### THINGS TO DO
**A.** Please translate this sentence from the alcohol-harms passage into Spanish: "This would bias any estimate of the effect of beverages on harm."
**B.** Extract everything in the alcohol-harms passage from "That's a lot" down to "a bit exhausting!).".

### SUPPLIED PASSAGE
· · ·

That's a lot of acronyms. And you have to pay attention to them if you're reading the paper, because Srivastava et al. keep using them, and don't usually remind you what they refer to (which was a bit exhausting!). 

Now, obviously there are some endogeneity problems in a regression of alcohol harms on beverage consumption, because some of the variables that affect beverage consumption (like demographics - for example, younger drinkers have different drink preferences than older drinkers) also affect alcohol harm. This would bias any estimate of the effect of beverages on harm. Srivastava et al. mitigate this problem by using a Lewbel instrument (see here as well) - the price of beverages should affect beverage consumption, but not directly affect harm, so prices make a good instrument. Essentially, they replace beverage consumption in their main model with estimated beverage consumption based on prices, which won't have the same endogeneity problem. They also run models that don't use the instrument (but which will likely be affected by endogeneity).

· · ·

### DATASET EXTRACT

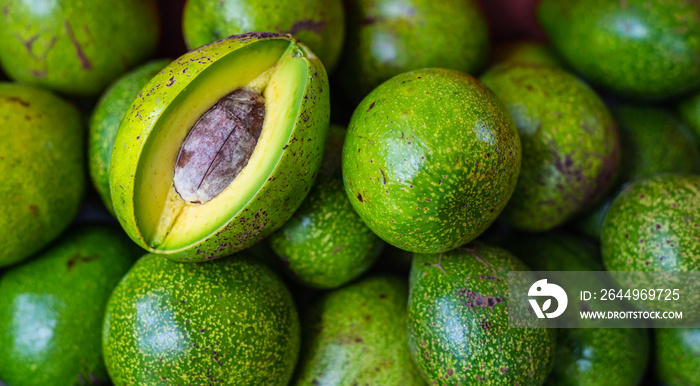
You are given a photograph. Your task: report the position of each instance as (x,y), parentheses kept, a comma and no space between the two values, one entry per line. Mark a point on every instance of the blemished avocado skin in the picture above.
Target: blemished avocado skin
(320,24)
(105,120)
(652,141)
(52,308)
(584,356)
(458,321)
(42,169)
(678,356)
(326,244)
(653,225)
(289,164)
(231,321)
(689,111)
(569,143)
(76,47)
(388,37)
(430,159)
(356,335)
(634,48)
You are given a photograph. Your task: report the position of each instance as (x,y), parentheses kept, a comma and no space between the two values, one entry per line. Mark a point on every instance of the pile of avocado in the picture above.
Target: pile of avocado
(328,192)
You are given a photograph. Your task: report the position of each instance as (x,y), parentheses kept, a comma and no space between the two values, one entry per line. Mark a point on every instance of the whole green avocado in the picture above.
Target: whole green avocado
(653,225)
(326,244)
(51,309)
(569,142)
(230,321)
(635,48)
(42,169)
(76,47)
(388,37)
(458,321)
(584,356)
(320,24)
(356,335)
(105,121)
(678,356)
(652,141)
(430,159)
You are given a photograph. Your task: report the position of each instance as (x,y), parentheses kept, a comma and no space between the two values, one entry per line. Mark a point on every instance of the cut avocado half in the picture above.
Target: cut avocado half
(220,148)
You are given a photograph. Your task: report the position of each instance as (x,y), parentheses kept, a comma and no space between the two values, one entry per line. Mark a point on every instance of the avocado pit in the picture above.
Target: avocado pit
(219,146)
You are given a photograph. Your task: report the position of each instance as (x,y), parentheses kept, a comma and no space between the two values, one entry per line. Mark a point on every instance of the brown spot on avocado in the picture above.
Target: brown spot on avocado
(219,146)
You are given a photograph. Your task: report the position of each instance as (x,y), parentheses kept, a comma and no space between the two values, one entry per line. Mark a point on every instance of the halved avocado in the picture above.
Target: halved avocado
(221,147)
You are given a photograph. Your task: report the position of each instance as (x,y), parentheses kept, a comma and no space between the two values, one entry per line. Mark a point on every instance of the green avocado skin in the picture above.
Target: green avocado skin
(76,47)
(654,225)
(689,111)
(430,159)
(388,37)
(326,244)
(230,321)
(51,309)
(42,169)
(584,356)
(356,335)
(652,141)
(678,356)
(525,52)
(105,121)
(320,24)
(458,321)
(569,142)
(635,48)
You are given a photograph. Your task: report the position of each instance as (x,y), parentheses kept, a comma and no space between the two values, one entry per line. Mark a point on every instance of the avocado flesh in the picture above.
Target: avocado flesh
(276,70)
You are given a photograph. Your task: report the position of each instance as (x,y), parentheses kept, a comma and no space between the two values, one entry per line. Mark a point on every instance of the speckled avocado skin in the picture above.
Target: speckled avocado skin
(230,321)
(388,37)
(689,111)
(652,141)
(326,244)
(105,121)
(430,159)
(42,169)
(584,356)
(51,309)
(569,141)
(635,48)
(678,356)
(458,319)
(76,47)
(320,24)
(654,225)
(357,336)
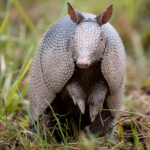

· · ·

### ANSWERS FOR EACH ITEM
**A.** Esto sesgaría cualquier estimación del efecto de las bebidas sobre el daño.

**B.**
That's a lot of acronyms. And you have to pay attention to them if you're reading the paper, because Srivastava et al. keep using them, and don't usually remind you what they refer to (which was a bit exhausting!).